2011年5月31日火曜日

使徒の働き 6章

6章

この章では、教会の中で起きている出来事と、教会外の人々との境界線上で起きた出来事とがそれぞれ描かれている。教会内での出来事とは、配給に伴って起きた、ギリシャ語を使うユダヤ人とへブル語を使うユダヤ人とが対立しかけたという問題である。使徒たちには神のみことばを宣べつたえるという使命があるので、食卓のことに煩わされていてはならず、与えられた使命に専念するため、食卓のことに携わるための執事(ディアコノス=仕える者)を選んだ。選ばれた者たちはすべてギリシャ語を話すユダヤ人である。配給についての苦情はギリシャ語を話すユダヤ人から出てきたので、執事をギリシャ語を話す人たちから選んだことによって、問題の解決が容易になるという判断もあったと思うが、もちろん、そればかりではなく、この人たちは「御霊と知恵に満ちた評判の良い人たち」であり、やはり、この教会に仕えるために神に選ばれた人たちだったのである。この人事は、「こうして神のことばは、ますます広まって行き、エルサレムで弟子たちの数が非常にふえて行った」(7節)という良い結果を生み出した。また、「多くの祭司たちが次々に信仰に入った」(7節)ことも目を引く。
 選ばれた執事の中でステパノは「恵みと力とに満ちた」(8節)、特に際立った人であった。ステパノの証しは、反対者の側からの激しい攻撃の的となった。攻撃されたのは主にステパノが「人々の間ですばらしいわざと不思議を行ってい」(8節)て人々の多くの好意を集めていたことから来るねたみからであって祭司職にからんでのものではなない。ステパノのケースは、この類の反対の最初のものである。リベルテンの会堂に属する者たちとは、奴隷から解放されたユダヤ人たちの集まりであるが、彼らは、民衆と長老たちと律法学者たちとを扇動してステパノたちを捕らえて議会に引っ張っていった(12節)。

使徒の働き 5章

5章

この章では恐るべき出来事が描かれている。アナニアとサッピラが行ったこととバルナバが行ったこととの間には明確な違いがある。アナニアとサッピラが犯した罪とは、聖霊に対して不正直なことを行った罪である。その罪に対して取られた処置は迅速、かつ、恐るべきものであった。
この処置によって人々の間には神への畏敬の念が生じ、それがために人々は、この新しく生まれた教会の交わりに安易に入って来ようとはしなくなった。こういった恐るべき出来事があったにもかかわらず、神の働きはさらに前進して行き、さらに多くの男女が主の交わりに加えられていった。

▸ 提供資料
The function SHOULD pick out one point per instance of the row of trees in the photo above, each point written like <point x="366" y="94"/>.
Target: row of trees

▸ 課題一覧
1) 読む文章に出てくる人の名前をすべて書き出してください。
2) 読む文章の「この章では恐るべき出来事が描」から「の交わりに加えられていった。」までを、両端の語句も含めてそのまま書き写してください。

▸ 練習問題の解答
1) ステパノ、アナニア、サッピラ、バルナバ

2)
この章では恐るべき出来事が描かれている。アナニアとサッピラが行ったこととバルナバが行ったこととの間には明確な違いがある。アナニアとサッピラが犯した罪とは、聖霊に対して不正直なことを行った罪である。その罪に対して取られた処置は迅速、かつ、恐るべきものであった。
この処置によって人々の間には神への畏敬の念が生じ、それがために人々は、この新しく生まれた教会の交わりに安易に入って来ようとはしなくなった。こういった恐るべき出来事があったにもかかわらず、神の働きはさらに前進して行き、さらに多くの男女が主の交わりに加えられていった。